_PROBLEM DETAILS_:
Make a Markdown table with the columns Row and Line, starting at the line that contains "the groom in" and ending after the line that contains "[(757, 490)]". Give each line below in this range its own numbered row, and skip any blank lines.

_DATA ROWS_:
● ● ● ● ●

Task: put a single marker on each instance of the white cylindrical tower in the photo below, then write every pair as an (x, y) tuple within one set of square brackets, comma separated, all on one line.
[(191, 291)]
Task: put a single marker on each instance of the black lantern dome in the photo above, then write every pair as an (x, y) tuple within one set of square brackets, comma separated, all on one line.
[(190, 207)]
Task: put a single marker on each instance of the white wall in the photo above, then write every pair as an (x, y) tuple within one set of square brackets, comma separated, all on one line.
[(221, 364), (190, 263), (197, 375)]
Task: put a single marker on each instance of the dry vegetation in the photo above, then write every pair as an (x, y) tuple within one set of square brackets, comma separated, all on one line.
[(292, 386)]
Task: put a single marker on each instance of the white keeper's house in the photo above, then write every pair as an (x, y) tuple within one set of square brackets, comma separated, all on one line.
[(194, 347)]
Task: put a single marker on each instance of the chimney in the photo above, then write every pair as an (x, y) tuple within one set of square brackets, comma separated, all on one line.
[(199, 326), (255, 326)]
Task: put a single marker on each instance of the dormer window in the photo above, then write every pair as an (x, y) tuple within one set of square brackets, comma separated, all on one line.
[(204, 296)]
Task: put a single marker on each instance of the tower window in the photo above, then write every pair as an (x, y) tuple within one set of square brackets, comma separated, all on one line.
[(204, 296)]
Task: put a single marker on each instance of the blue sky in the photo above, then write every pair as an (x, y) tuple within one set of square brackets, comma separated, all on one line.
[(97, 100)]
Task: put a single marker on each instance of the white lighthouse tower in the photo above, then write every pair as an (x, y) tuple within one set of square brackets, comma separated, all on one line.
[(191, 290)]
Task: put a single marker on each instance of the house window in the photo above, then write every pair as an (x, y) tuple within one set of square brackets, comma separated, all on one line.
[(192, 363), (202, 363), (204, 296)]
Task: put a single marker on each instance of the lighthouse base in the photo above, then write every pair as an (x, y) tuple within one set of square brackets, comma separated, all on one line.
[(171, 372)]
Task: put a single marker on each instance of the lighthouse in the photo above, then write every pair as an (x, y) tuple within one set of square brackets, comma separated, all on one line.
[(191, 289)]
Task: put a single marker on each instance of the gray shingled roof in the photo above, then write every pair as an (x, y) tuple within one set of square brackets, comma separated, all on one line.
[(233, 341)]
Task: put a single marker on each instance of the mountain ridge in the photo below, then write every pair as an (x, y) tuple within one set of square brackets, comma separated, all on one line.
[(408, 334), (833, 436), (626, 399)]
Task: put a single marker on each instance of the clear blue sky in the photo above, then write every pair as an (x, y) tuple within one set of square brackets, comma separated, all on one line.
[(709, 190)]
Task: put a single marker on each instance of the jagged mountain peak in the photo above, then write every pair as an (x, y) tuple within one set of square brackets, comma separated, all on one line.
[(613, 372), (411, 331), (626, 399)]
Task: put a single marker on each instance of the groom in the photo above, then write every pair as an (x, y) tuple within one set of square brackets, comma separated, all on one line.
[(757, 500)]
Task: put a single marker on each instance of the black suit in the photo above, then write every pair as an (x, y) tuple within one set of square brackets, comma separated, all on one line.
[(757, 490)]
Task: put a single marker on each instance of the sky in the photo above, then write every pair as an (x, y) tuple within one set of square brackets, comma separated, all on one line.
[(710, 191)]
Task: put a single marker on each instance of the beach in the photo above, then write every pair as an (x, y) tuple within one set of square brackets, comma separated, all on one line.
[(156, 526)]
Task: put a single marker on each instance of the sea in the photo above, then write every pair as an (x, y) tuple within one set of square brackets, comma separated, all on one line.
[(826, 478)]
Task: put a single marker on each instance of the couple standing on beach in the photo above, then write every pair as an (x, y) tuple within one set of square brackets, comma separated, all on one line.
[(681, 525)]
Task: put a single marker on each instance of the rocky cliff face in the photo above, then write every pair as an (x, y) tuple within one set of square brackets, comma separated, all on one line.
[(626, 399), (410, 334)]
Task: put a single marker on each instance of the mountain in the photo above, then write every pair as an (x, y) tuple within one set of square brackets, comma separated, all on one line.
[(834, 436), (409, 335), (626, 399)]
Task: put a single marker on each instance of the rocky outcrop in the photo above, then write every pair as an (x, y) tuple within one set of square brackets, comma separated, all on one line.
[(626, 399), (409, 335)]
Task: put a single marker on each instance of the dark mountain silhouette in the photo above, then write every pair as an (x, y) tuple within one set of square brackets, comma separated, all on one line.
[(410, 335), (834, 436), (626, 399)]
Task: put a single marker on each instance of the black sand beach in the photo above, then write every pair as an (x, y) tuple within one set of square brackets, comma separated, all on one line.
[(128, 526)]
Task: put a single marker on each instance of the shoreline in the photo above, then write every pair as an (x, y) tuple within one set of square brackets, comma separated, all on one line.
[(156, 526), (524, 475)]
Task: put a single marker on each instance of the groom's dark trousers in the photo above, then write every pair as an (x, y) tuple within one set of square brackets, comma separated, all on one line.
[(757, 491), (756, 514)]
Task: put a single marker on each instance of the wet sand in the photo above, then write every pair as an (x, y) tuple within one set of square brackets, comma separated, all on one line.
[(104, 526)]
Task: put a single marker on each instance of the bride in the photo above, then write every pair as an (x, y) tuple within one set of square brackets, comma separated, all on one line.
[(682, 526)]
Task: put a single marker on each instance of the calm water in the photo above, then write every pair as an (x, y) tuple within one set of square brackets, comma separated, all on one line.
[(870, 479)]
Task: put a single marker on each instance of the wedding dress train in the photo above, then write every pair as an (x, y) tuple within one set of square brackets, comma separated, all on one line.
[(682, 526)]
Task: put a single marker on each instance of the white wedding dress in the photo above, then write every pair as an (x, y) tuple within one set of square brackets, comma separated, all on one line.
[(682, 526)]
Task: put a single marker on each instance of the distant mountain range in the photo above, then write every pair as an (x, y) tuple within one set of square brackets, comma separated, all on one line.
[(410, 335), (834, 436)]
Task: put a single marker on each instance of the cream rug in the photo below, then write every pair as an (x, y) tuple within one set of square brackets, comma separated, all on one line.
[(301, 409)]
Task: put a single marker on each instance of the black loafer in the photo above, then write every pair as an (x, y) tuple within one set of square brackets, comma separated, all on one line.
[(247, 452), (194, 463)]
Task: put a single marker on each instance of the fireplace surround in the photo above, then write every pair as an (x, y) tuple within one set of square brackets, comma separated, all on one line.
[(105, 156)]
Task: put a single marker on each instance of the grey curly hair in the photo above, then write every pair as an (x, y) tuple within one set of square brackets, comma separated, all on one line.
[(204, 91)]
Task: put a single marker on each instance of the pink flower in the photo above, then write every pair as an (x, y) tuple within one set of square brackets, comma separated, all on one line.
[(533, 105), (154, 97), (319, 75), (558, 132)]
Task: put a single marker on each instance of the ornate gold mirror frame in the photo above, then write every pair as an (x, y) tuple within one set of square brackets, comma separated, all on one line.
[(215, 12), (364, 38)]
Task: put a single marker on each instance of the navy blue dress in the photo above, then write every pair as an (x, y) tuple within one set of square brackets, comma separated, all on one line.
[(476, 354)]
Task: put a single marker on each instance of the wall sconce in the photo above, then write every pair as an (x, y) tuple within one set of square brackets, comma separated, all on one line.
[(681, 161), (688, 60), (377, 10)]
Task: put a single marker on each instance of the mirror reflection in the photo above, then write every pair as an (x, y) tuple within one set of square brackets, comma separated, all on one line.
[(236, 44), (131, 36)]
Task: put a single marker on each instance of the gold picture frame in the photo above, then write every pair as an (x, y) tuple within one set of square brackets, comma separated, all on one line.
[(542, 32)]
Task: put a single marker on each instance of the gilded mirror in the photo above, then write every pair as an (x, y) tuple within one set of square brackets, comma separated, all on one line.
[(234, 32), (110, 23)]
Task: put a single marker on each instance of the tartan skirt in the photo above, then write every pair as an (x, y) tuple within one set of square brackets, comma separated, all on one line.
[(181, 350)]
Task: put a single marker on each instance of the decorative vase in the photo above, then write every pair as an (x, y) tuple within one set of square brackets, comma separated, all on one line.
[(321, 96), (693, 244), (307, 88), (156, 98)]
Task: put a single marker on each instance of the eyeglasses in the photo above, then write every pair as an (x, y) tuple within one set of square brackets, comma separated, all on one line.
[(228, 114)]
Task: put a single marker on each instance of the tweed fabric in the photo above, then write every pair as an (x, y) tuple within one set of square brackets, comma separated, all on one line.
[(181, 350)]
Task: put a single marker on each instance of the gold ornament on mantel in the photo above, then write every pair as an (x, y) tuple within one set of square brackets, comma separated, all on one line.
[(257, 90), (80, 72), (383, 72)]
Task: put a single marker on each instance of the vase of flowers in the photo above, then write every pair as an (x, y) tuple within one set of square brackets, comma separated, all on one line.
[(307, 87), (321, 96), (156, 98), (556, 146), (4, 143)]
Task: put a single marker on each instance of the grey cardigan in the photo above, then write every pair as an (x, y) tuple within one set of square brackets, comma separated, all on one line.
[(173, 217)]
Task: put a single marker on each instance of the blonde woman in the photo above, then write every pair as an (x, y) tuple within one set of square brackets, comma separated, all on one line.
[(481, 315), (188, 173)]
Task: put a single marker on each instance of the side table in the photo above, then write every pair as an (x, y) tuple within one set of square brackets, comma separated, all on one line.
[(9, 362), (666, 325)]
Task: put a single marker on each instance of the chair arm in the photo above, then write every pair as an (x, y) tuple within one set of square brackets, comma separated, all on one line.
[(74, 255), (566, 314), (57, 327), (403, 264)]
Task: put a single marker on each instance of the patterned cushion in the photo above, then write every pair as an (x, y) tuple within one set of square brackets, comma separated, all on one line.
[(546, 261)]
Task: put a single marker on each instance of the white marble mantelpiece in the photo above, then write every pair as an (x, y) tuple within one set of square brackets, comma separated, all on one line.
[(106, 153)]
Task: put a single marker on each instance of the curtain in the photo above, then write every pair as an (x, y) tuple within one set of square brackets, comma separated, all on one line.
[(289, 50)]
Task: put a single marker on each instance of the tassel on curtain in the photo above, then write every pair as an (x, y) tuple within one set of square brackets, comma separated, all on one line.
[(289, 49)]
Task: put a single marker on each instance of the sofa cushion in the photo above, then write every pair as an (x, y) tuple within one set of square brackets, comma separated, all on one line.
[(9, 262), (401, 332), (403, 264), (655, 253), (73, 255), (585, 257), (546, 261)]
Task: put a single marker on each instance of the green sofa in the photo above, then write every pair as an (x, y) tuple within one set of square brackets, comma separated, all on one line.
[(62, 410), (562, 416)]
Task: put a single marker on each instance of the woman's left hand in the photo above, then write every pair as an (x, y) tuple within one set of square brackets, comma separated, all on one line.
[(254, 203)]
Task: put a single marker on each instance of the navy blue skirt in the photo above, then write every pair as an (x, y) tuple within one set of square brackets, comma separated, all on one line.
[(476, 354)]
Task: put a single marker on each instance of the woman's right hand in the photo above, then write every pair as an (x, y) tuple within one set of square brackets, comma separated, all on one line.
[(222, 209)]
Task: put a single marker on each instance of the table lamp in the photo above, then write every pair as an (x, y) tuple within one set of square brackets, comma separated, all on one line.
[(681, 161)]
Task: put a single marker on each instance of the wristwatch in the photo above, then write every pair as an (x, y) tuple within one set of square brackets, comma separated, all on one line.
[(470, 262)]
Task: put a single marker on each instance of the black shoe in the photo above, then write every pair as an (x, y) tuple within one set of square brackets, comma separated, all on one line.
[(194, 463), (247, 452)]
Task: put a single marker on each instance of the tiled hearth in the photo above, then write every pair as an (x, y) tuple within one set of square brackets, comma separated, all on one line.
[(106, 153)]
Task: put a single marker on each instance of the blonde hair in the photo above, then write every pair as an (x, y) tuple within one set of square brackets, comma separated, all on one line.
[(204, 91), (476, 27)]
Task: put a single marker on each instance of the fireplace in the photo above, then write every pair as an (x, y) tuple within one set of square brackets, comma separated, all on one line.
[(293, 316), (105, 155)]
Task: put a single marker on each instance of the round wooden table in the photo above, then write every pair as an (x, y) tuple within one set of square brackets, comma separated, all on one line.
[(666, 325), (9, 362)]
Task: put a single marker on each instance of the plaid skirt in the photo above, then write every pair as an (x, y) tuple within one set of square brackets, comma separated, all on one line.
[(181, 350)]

● ● ● ● ●

_CORRECT RESPONSE_:
| Row | Line |
|---|---|
| 1 | Task: put a single marker on each instance of the groom in the photo above, then write every pair as an (x, y) tuple within one set of square brackets, comma separated, all on one line. |
| 2 | [(757, 500)] |
| 3 | Task: put a single marker on each instance of the black suit in the photo above, then write every pair as an (x, y) tuple within one set of square brackets, comma separated, all on one line. |
| 4 | [(757, 490)] |